_Задания_.
[1] Извлеките из отрывка о военных стихах всё, начиная с «Для большей очевидности» и вплоть до «возвращения с Халхин-Гола.».
[2] Пожалуйста, укажите, в каком виде строка о храбром враге прозвучала по радио, согласно отрывку о военных стихах.
[3] Приведите продолжение отрывка о военных стихах, начиная сразу после его последней фразы.

_Фрагмент документа_.
----
В печати появился цикл стихов прошедшего финскую войну Суркова, в которых говорилось о неимоверной тяжести войны, о крови, жертвах, лишениях, о том, что войну не выиграешь за двенадцать часов, как в романе «Первый удар», а ее надо «вытерпеть» и «выдюжить». Сейчас все это само собой разумеется, но тогда такие стихи были важным событием в литературе, да и вообще в нашей духовной жизни.
Для большей очевидности этого скажу, что когда примерно за год до появления стихов Суркова я закончил одно из своих халхин-гольских стихотворений строкой: «Да, враг был храбр, тем больше наша слава», то сначала мне пришлось долго отстаивать ее, а потом я неожиданно услышал ее по радио в таком виде: «Да, враг коварен был, тем больше наша слава».
Кто-то счел, что, уж, во всяком случае, по радио недопустимо превозносить врага, высказывая предположение, что он, видите ли, может быть храбрым!
Вспоминаю, какой тяжелый для меня спор вышел из-за этого же стихотворения «Танк» с В. П. Ставским после нашего возвращения с Халхин-Гола.
В этом стихотворении я предлагал на месте так называемого Баин-Цаганского побоища, в котором наши танкисты, разбив японцев, сами понесли жесточайшие потери, поставить в качестве памятника один из наших продырявленных в этом бою танков, – сейчас мысль естественная, даже не дискуссионная.
Но тогда Владимир Петрович Ставский, сам участник этого Баин-Цаганского побоища, видевший все своими глазами, прочитав это стихотворение, рассвирепел:
– Нашел, что придумать, – поставить вместо памятника дырявый танк! Разбитый, никуда не годный! Что это за символ победы?.. Что, мы не можем новый танк поставить или мраморный?..
----
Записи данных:

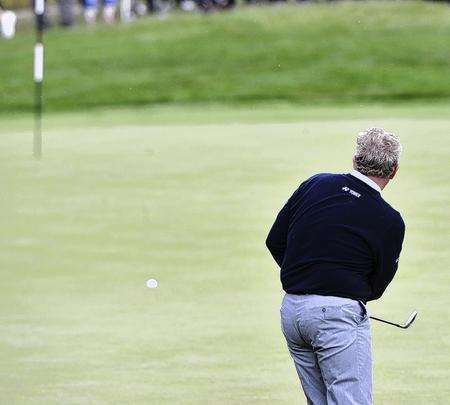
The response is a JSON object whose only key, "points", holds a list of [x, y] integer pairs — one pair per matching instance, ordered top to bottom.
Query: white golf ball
{"points": [[152, 283]]}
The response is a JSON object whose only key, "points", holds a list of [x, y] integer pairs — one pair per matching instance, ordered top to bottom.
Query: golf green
{"points": [[187, 198]]}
----
_Ответы на задания_.
[1]
Для большей очевидности этого скажу, что когда примерно за год до появления стихов Суркова я закончил одно из своих халхин-гольских стихотворений строкой: «Да, враг был храбр, тем больше наша слава», то сначала мне пришлось долго отстаивать ее, а потом я неожиданно услышал ее по радио в таком виде: «Да, враг коварен был, тем больше наша слава».
Кто-то счел, что, уж, во всяком случае, по радио недопустимо превозносить врага, высказывая предположение, что он, видите ли, может быть храбрым!
Вспоминаю, какой тяжелый для меня спор вышел из-за этого же стихотворения «Танк» с В. П. Ставским после нашего возвращения с Халхин-Гола.

[2] «Да, враг коварен был, тем больше наша слава».

[3]
В первую минуту я опешил от его натиска. То, что говорил мне Ставский, никак не вязалось у меня ни с его собственным мужественным обликом, ни с его биографией солдата (которую он потом достойно продолжил на финской и Великой Отечественной войнах). Я не сразу понял, что в полном противоречии со всем тем, что он сам же видел и пережил на Баин-Цагане, Ставским продолжает владеть страшная инерция нашей пропаганды, говорившей о победе малой кровью и умалчивавшей о трудностях и жертвах, которыми покупается победа.
Мы так ни до чего и не договорились и расстались в ссоре, а в следующий раз я увидел Ставского – прихрамывающего, вернувшегося после финской войны с тяжелым ранением. Да, бывало тогда и так, что сама жизнь человека, пережитое и виденное им собственными глазами жестоко расходилось с тем, что он искренне считал нужным писать обо всем этом. И я бы не вспоминал этого случая, если бы в нем не отразились существенные черты того времени.
Я не был на финской войне, а на Халхин-Голе оказался лишь в конце событий, когда японцы на моих глазах, действительно, без всяких преувеличений, были разбиты наголову. Своими глазами я видел разгром японцев. Но на Халхин-Голе я общался с людьми, находившимися там с самого начала событий, и для меня не было секретом ни то, что наши броневики горели, как свечи, ни то, что наши быстроходные легкие танки БТ-5 и БТ-7 неожиданно оказались очень уязвимыми для артиллерийского огня, ни то, что наши истребители, как выяснилось, несколько отставали в скорости от японских. Мне приходилось также слышать, что поначалу японцы били в воздухе наших неопытных, совершавших первые боевые вылеты летчиков, и перелом в воздушных боях создался, только когда на Халхин-Гол прилетела большая группа наших лучших истребителей, уже отличившихся в Испании.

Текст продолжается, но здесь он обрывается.